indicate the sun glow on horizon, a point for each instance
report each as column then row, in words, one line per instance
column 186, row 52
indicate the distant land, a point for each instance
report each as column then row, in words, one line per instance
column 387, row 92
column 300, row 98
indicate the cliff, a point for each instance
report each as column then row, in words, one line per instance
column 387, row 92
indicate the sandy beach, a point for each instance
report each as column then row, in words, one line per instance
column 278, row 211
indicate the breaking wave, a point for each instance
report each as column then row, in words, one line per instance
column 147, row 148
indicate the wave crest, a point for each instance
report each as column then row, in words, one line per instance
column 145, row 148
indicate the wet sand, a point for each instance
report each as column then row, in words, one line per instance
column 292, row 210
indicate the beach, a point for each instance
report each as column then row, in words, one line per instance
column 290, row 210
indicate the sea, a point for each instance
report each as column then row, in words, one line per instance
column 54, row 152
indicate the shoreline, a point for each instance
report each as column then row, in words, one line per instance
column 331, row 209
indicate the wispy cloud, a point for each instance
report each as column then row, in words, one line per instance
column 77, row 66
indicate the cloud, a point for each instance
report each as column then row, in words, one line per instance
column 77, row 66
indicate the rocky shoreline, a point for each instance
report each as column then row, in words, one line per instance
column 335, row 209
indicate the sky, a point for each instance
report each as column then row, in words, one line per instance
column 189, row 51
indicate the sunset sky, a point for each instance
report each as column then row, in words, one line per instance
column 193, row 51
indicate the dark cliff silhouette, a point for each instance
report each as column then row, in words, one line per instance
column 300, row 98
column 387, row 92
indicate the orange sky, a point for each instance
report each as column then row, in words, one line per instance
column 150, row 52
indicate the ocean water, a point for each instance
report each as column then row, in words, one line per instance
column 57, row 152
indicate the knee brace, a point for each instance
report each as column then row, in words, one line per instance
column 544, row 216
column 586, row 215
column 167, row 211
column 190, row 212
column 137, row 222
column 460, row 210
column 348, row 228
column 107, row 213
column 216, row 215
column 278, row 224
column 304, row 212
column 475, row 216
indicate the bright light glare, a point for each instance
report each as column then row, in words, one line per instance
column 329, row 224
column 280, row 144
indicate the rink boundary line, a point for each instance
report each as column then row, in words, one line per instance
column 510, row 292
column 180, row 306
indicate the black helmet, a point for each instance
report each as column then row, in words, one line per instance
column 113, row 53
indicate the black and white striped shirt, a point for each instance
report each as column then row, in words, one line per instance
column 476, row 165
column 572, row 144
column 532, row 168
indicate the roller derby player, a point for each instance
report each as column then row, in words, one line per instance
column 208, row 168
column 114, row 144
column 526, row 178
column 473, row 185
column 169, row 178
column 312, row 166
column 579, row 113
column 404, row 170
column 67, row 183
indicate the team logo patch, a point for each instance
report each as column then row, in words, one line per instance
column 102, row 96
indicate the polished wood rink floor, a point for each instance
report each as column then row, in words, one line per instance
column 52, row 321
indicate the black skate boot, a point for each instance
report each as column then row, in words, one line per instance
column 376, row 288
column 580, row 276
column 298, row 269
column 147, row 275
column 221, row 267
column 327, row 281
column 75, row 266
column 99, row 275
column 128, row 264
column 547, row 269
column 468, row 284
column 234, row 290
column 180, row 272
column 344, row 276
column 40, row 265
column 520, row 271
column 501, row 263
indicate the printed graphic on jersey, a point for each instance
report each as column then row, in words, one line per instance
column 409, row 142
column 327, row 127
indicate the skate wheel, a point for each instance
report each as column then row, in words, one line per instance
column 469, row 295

## INSTRUCTIONS TO FOLLOW:
Print all the rows above again, line for line, without altering a single character.

## EXERCISE ANSWER:
indicate the sun glow on horizon, a point for each instance
report each as column then row, in words, one line per instance
column 186, row 52
indicate the distant land, a point for each instance
report each as column then row, in words, one line per instance
column 387, row 92
column 300, row 98
indicate the cliff, a point for each instance
report each as column then row, in words, one line per instance
column 387, row 92
indicate the sandy beach, a point for each instance
report each as column then row, in words, one line per instance
column 278, row 211
indicate the breaking wave, a point for each instance
report each as column then row, in words, one line per instance
column 147, row 148
indicate the wave crest, a point for each instance
report each as column then row, in words, one line per instance
column 145, row 148
indicate the wet sand, a point for each instance
report each as column then row, in words, one line per instance
column 292, row 210
indicate the beach, a point for each instance
report each as column then row, in words, one line per instance
column 290, row 210
indicate the sea, a point for each instance
report each as column then row, in words, one line per instance
column 54, row 152
indicate the shoreline, a point for each instance
report each as column then row, in words, one line per instance
column 331, row 209
indicate the wispy cloud, a point for each instance
report each as column then row, in words, one line per instance
column 77, row 66
indicate the cloud, a point for each instance
report each as column then row, in words, one line per instance
column 77, row 66
indicate the rocky shoreline, a point for each instance
report each as column then row, in words, one line per instance
column 335, row 209
indicate the sky, a point for each instance
report each as column then row, in words, one line per instance
column 189, row 51
indicate the sunset sky, a point for each instance
report each as column then row, in words, one line per instance
column 193, row 51
indicate the dark cliff silhouette, a point for each instance
report each as column then row, in words, one line per instance
column 300, row 98
column 387, row 92
indicate the orange sky, a point for each instance
report each as column then row, in words, one line per instance
column 150, row 52
indicate the ocean water, a point for each instance
report each as column then row, in words, one line per instance
column 57, row 152
indicate the knee brace, a point for each instance
report each as column then row, in words, one line per instance
column 544, row 216
column 586, row 215
column 167, row 211
column 190, row 212
column 137, row 222
column 460, row 210
column 348, row 228
column 107, row 213
column 216, row 215
column 278, row 224
column 304, row 212
column 475, row 216
indicate the bright light glare, a point for each instance
report each as column then row, in words, one line per instance
column 329, row 224
column 280, row 144
indicate the rink boundary line, a point for each instance
report each as column then row, in words, one line per instance
column 510, row 292
column 180, row 306
indicate the black helmet, a point for each instance
report each as column then row, in words, one line per instance
column 113, row 53
indicate the black and white striped shirt, a point for each instance
report each as column then row, in words, one line per instance
column 476, row 165
column 572, row 144
column 532, row 168
indicate the roller derby player, a point for each instance
report each as column then row, in words, one line per instance
column 208, row 168
column 114, row 144
column 526, row 178
column 473, row 185
column 169, row 178
column 312, row 166
column 579, row 113
column 404, row 170
column 67, row 183
indicate the team logo patch, a point for each instance
report each as column then row, in words, one line per instance
column 102, row 96
indicate the polished wood rink floor, a point for each instance
report each as column then row, in words, one line per instance
column 52, row 321
indicate the black skate boot, a point for each instance
report each as column then row, in words, one line per instance
column 376, row 288
column 580, row 276
column 298, row 269
column 147, row 275
column 221, row 267
column 327, row 281
column 75, row 266
column 99, row 275
column 128, row 264
column 547, row 269
column 468, row 284
column 234, row 290
column 180, row 272
column 344, row 276
column 40, row 265
column 520, row 271
column 501, row 263
indicate the printed graphic on jersey, a point for each instance
report each as column then row, in words, one line per instance
column 409, row 142
column 327, row 127
indicate the skate wheel, a point for each instance
report each as column then row, in words, one line per instance
column 469, row 295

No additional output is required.